►

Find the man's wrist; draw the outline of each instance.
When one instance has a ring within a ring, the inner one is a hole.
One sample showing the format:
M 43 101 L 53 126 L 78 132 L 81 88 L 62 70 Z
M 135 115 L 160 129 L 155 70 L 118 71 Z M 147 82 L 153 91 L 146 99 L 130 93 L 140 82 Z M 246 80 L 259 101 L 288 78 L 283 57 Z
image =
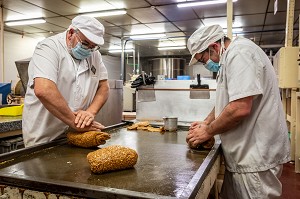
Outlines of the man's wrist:
M 209 134 L 209 135 L 211 135 L 211 136 L 214 136 L 214 135 L 215 135 L 213 126 L 212 126 L 211 124 L 208 124 L 208 125 L 207 125 L 207 134 Z
M 94 117 L 96 116 L 97 112 L 92 110 L 86 110 L 87 112 L 91 113 Z
M 204 122 L 206 125 L 209 125 L 209 123 L 210 123 L 210 122 L 209 122 L 208 120 L 206 120 L 206 119 L 205 119 L 203 122 Z

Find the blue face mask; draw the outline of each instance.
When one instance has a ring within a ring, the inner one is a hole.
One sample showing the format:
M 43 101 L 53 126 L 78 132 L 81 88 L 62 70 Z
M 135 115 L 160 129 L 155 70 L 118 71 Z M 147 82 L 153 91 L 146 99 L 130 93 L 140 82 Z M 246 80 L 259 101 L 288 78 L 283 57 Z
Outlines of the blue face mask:
M 212 72 L 218 72 L 220 69 L 220 65 L 218 63 L 213 62 L 211 59 L 209 59 L 206 64 L 204 65 L 204 67 L 207 70 L 210 70 Z
M 72 55 L 79 60 L 88 58 L 92 54 L 90 49 L 82 48 L 82 44 L 80 42 L 78 42 L 77 45 L 71 49 L 71 51 Z

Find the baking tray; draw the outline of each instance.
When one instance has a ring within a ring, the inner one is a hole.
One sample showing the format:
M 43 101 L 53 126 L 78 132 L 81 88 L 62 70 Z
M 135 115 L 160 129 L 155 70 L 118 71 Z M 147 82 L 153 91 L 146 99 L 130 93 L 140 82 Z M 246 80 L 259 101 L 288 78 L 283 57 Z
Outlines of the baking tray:
M 107 129 L 109 145 L 133 148 L 133 169 L 93 174 L 86 155 L 95 149 L 70 146 L 65 139 L 1 155 L 0 184 L 87 198 L 194 198 L 219 153 L 190 150 L 187 129 L 177 132 Z

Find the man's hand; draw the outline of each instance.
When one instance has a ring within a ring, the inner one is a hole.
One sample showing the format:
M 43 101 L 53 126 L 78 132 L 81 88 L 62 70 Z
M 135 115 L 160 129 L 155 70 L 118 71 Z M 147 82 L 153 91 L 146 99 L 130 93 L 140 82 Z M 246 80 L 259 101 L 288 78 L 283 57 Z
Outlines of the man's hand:
M 210 134 L 209 125 L 206 122 L 194 122 L 190 127 L 186 142 L 191 148 L 197 148 L 211 137 L 213 137 L 213 134 Z
M 85 128 L 90 126 L 95 119 L 95 116 L 88 111 L 77 111 L 75 114 L 75 125 L 77 128 Z
M 193 122 L 193 123 L 191 124 L 189 130 L 193 130 L 193 129 L 195 129 L 195 128 L 198 128 L 198 126 L 199 126 L 200 124 L 206 124 L 206 125 L 207 125 L 208 123 L 207 123 L 206 121 Z
M 101 123 L 93 121 L 92 125 L 90 126 L 89 131 L 101 131 L 104 128 L 105 128 L 105 126 L 102 125 Z
M 105 126 L 103 126 L 101 123 L 93 121 L 89 126 L 85 126 L 84 128 L 78 128 L 75 126 L 72 129 L 73 131 L 85 132 L 85 131 L 101 131 L 104 128 Z

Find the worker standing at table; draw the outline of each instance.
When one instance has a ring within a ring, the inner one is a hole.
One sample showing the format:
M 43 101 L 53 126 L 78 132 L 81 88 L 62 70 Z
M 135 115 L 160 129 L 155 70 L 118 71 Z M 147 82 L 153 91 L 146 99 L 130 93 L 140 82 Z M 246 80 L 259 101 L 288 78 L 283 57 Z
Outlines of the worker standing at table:
M 25 146 L 75 131 L 101 130 L 94 117 L 109 95 L 108 74 L 98 51 L 104 27 L 77 16 L 63 33 L 36 46 L 29 63 L 22 119 Z
M 231 41 L 219 25 L 201 27 L 187 43 L 190 65 L 217 72 L 216 104 L 192 123 L 187 143 L 196 148 L 219 134 L 226 171 L 223 199 L 280 198 L 279 177 L 290 160 L 288 130 L 274 68 L 254 42 Z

◄

**HOW TO COMPLETE THIS TASK**
Scan the material above line by line and report how many lines contain the word "each", nothing further.

**COMPLETED TASK**
5